Billy The Baker

I was young, in west Cork, in the sixties, a journalist, staying in digs with other people my age, some young, some not so young, a school teacher, a creamery manager, Billy the baker and other people, all male except the seventy year old landlady and her niece, great talkers and great fun one and all.

Billy the baker is a case in point.  He was from Goleen, a God forsaken place that seemed to have only one house in it, Billy and his mother’s, when he wasn’t staying in the digs.  Great conversations would be had in the front room.

Billy – Seanie O’Donovan is paying attention to yer young wan out of Slattery’s.  He do be going op there of an evening for tay and thing.

The schoolteacher told of a woman, saying she was said to be a good thing.

A voice – Buke airly.   (West Cork for book early).

There was an election on and the main party had a slogan, stability.

Billy – Sta-bility.  Sta-bility.  What does it mean, anyway?

Me – Keeping things the same.

Billy – Sure who wants to keep things the same?

Billy had brains.

On my first night there we sat around the table in the kitchen.  The landlady took a boiling fowl out of a saucepan for dinner.

Billy – Wha’ happened the cock?

Billy and the landlady’s niece used to sit in his car on the main street in the evening watching people walk up the road, commenting on everyone.

Billy – That’s one of the Kelly’s from out the Cross.  He’s a bad lad.

He would say, that fella bought a tractor from Kinsella the other day.

The Niece –  It’ll never work.

I sat with them one night.  I was bored out of my mind.  Billy seemed to know every third person.  Gossip to beat the band.

◇ ◇ ◇ ◇

[Exercise task] In the text about Billy the baker, what was the main party's election slogan?

◇ ◇ ◇ ◇

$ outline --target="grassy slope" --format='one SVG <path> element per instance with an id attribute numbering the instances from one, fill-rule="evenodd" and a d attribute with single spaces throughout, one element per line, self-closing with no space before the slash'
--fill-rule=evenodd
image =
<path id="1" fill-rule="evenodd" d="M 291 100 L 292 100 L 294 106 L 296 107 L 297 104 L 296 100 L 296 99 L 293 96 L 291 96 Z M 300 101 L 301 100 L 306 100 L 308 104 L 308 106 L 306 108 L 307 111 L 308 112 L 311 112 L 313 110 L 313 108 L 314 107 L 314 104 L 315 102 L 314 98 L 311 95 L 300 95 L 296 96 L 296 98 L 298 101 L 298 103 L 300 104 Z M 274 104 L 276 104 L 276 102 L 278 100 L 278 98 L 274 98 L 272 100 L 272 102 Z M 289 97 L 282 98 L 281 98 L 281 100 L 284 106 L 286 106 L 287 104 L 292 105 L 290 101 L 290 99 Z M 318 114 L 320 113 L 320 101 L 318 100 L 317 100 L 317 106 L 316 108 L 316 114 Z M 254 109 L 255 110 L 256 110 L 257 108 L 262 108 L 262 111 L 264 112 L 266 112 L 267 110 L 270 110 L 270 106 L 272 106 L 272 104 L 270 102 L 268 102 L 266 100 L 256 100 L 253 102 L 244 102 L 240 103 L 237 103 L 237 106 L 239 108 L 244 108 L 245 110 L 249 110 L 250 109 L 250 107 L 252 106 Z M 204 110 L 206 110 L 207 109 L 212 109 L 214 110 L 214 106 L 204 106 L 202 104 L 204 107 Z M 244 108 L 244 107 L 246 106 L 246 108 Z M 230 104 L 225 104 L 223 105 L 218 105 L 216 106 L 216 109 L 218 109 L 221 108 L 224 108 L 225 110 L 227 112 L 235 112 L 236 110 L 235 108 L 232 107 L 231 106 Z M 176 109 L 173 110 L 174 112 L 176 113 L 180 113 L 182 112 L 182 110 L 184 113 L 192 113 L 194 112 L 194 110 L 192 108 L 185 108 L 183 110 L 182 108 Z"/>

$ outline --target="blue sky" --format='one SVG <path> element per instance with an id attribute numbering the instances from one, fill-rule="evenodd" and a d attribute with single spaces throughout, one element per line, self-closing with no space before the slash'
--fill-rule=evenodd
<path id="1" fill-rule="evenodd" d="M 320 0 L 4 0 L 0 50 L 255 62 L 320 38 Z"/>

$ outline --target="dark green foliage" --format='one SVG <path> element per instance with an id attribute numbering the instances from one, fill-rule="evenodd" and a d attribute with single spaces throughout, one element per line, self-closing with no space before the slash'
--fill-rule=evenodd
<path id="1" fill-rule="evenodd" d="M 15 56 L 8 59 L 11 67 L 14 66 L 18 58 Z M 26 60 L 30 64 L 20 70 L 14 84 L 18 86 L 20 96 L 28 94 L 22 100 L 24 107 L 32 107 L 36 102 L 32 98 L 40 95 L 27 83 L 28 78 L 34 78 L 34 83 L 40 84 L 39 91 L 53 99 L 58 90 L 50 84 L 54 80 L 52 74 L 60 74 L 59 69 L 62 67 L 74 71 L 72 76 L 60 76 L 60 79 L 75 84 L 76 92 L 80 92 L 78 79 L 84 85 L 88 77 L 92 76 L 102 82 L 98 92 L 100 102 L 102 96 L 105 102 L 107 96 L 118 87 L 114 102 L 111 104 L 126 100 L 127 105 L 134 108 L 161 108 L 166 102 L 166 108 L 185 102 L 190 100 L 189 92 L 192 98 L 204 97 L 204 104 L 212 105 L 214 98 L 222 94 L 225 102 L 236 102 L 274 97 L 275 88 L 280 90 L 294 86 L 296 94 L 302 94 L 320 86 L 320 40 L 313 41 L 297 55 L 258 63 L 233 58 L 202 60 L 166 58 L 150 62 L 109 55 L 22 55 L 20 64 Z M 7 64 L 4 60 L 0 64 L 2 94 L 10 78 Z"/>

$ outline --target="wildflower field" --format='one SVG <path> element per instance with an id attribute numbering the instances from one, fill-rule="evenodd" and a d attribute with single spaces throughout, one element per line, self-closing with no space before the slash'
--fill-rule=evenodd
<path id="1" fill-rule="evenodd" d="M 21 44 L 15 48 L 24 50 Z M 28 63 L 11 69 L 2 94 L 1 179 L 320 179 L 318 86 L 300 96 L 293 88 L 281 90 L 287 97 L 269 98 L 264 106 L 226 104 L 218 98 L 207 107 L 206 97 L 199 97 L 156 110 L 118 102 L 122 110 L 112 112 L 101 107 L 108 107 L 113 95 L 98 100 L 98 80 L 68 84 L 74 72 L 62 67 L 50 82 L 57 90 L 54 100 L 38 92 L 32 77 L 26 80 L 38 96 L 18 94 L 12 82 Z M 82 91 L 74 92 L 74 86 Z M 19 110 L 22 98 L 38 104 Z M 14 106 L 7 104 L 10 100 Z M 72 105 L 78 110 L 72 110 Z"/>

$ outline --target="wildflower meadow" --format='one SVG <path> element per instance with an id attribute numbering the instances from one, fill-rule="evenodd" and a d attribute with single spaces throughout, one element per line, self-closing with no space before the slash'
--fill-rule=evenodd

◇ ◇ ◇ ◇

[Task output] Stability.